+++ INFORMATION SHOWN +++
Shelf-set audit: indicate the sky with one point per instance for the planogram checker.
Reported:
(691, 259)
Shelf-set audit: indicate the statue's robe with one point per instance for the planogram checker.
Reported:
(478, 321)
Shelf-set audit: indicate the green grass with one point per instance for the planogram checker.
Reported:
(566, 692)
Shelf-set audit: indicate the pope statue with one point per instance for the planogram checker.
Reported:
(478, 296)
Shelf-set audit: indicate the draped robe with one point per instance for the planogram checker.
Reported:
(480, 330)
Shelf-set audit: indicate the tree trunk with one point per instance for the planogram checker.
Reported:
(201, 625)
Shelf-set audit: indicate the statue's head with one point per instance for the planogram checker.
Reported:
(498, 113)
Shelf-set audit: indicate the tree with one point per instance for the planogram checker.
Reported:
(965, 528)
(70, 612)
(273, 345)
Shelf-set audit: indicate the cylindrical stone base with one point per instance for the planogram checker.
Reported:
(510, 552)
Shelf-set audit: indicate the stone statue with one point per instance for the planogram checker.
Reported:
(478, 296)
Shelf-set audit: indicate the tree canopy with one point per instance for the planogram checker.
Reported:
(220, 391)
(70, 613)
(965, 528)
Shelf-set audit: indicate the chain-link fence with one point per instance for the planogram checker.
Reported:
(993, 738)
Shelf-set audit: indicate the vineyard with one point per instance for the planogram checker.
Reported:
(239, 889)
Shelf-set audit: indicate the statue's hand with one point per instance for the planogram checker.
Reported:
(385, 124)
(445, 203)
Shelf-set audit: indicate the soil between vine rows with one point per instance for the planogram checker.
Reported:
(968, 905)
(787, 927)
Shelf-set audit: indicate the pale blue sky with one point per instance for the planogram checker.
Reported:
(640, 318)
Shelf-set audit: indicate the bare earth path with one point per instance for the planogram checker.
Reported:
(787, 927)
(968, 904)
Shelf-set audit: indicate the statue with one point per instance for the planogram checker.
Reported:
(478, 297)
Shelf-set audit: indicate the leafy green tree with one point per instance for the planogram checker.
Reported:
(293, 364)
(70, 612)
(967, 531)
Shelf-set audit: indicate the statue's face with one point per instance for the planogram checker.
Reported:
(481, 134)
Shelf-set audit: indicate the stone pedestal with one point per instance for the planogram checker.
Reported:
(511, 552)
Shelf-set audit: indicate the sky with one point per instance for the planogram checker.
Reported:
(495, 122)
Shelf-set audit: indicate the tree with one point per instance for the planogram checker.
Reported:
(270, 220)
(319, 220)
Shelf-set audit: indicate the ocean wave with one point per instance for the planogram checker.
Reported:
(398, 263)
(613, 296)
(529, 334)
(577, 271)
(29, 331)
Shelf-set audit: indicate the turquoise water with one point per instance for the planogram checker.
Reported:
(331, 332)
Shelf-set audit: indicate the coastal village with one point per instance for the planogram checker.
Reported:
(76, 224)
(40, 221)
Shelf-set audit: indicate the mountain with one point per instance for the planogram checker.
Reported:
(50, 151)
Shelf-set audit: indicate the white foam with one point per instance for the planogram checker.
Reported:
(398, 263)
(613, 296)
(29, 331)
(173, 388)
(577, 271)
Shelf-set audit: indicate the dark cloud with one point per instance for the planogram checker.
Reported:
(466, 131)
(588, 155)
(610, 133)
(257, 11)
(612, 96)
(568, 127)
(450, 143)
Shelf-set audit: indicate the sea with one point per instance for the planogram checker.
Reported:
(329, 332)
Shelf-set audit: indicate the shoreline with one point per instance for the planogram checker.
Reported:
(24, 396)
+++
* WHAT THE EXERCISE ASKS *
Arrange all the items above as a Markdown table. Use the columns Number and Text, one row per line, with blank lines omitted.

* THE OUTPUT *
| Number | Text |
|---|---|
| 1 | Shelf-set audit: indicate the sky with one point per instance for the planogram checker. |
| 2 | Reported: |
| 3 | (691, 259) |
| 4 | Shelf-set audit: indicate the statue's robe with one point per instance for the planogram checker. |
| 5 | Reported: |
| 6 | (478, 321) |
| 7 | Shelf-set audit: indicate the green grass with one point per instance for the planogram checker. |
| 8 | Reported: |
| 9 | (566, 692) |
| 10 | Shelf-set audit: indicate the pope statue with one point per instance for the planogram checker. |
| 11 | Reported: |
| 12 | (478, 296) |
| 13 | Shelf-set audit: indicate the draped robe with one point per instance for the planogram checker. |
| 14 | Reported: |
| 15 | (480, 330) |
| 16 | Shelf-set audit: indicate the tree trunk with one point per instance for the planogram checker. |
| 17 | Reported: |
| 18 | (201, 625) |
| 19 | Shelf-set audit: indicate the statue's head with one point per instance for the planogram checker. |
| 20 | Reported: |
| 21 | (498, 113) |
| 22 | Shelf-set audit: indicate the tree with one point per instance for the planogram checker. |
| 23 | Reported: |
| 24 | (965, 528) |
| 25 | (70, 612) |
| 26 | (273, 345) |
| 27 | Shelf-set audit: indicate the cylindrical stone base with one point per instance for the planogram checker. |
| 28 | Reported: |
| 29 | (510, 552) |
| 30 | Shelf-set audit: indicate the stone statue with one point per instance for the planogram checker. |
| 31 | Reported: |
| 32 | (478, 296) |
| 33 | Shelf-set audit: indicate the tree canopy with one point per instance for the planogram checker. |
| 34 | Reported: |
| 35 | (220, 391) |
| 36 | (70, 613) |
| 37 | (965, 528) |
| 38 | Shelf-set audit: indicate the chain-link fence with one point per instance for the planogram checker. |
| 39 | Reported: |
| 40 | (993, 738) |
| 41 | Shelf-set audit: indicate the vineyard with one point per instance for the planogram checker. |
| 42 | Reported: |
| 43 | (239, 889) |
| 44 | Shelf-set audit: indicate the statue's hand with one point per instance for the planogram checker. |
| 45 | Reported: |
| 46 | (385, 124) |
| 47 | (445, 203) |
| 48 | Shelf-set audit: indicate the soil between vine rows with one point per instance for the planogram checker. |
| 49 | Reported: |
| 50 | (968, 905) |
| 51 | (787, 927) |
| 52 | Shelf-set audit: indicate the pale blue sky with one point per instance for the planogram checker. |
| 53 | Reported: |
| 54 | (640, 318) |
| 55 | Shelf-set audit: indicate the bare earth path with one point per instance for the planogram checker. |
| 56 | Reported: |
| 57 | (787, 927) |
| 58 | (968, 904) |
| 59 | Shelf-set audit: indicate the statue with one point per instance for the planogram checker. |
| 60 | Reported: |
| 61 | (478, 297) |
| 62 | Shelf-set audit: indicate the leafy green tree with one point per instance for the planogram checker. |
| 63 | Reported: |
| 64 | (293, 364) |
| 65 | (70, 612) |
| 66 | (967, 531) |
| 67 | Shelf-set audit: indicate the statue's face with one point per instance for the planogram checker. |
| 68 | Reported: |
| 69 | (481, 134) |
| 70 | Shelf-set audit: indicate the stone pedestal with one point per instance for the planogram checker. |
| 71 | Reported: |
| 72 | (511, 552) |
| 73 | Shelf-set audit: indicate the sky with one point per instance for the planogram checker. |
| 74 | Reported: |
| 75 | (495, 122) |
| 76 | Shelf-set audit: indicate the tree with one point per instance for the planogram checker. |
| 77 | Reported: |
| 78 | (270, 220) |
| 79 | (319, 220) |
| 80 | Shelf-set audit: indicate the ocean wave with one point per instance for the planogram checker. |
| 81 | Reported: |
| 82 | (398, 263) |
| 83 | (613, 296) |
| 84 | (529, 334) |
| 85 | (577, 271) |
| 86 | (29, 331) |
| 87 | Shelf-set audit: indicate the turquoise water with one point per instance for the planogram checker. |
| 88 | Reported: |
| 89 | (331, 332) |
| 90 | Shelf-set audit: indicate the coastal village with one point per instance for the planogram checker. |
| 91 | Reported: |
| 92 | (76, 224) |
| 93 | (40, 221) |
| 94 | Shelf-set audit: indicate the mountain with one point per instance for the planogram checker. |
| 95 | Reported: |
| 96 | (50, 151) |
| 97 | Shelf-set audit: indicate the white foam with one point per instance for the planogram checker. |
| 98 | Reported: |
| 99 | (398, 263) |
| 100 | (613, 296) |
| 101 | (29, 331) |
| 102 | (173, 388) |
| 103 | (577, 271) |
| 104 | Shelf-set audit: indicate the dark cloud with one point per instance for the planogram checker. |
| 105 | Reported: |
| 106 | (466, 131) |
| 107 | (588, 155) |
| 108 | (610, 133) |
| 109 | (257, 11) |
| 110 | (612, 96) |
| 111 | (568, 127) |
| 112 | (450, 143) |
| 113 | Shelf-set audit: indicate the sea with one point per instance for the planogram checker. |
| 114 | Reported: |
| 115 | (329, 332) |
| 116 | Shelf-set audit: indicate the shoreline with one point per instance for the planogram checker. |
| 117 | Reported: |
| 118 | (24, 396) |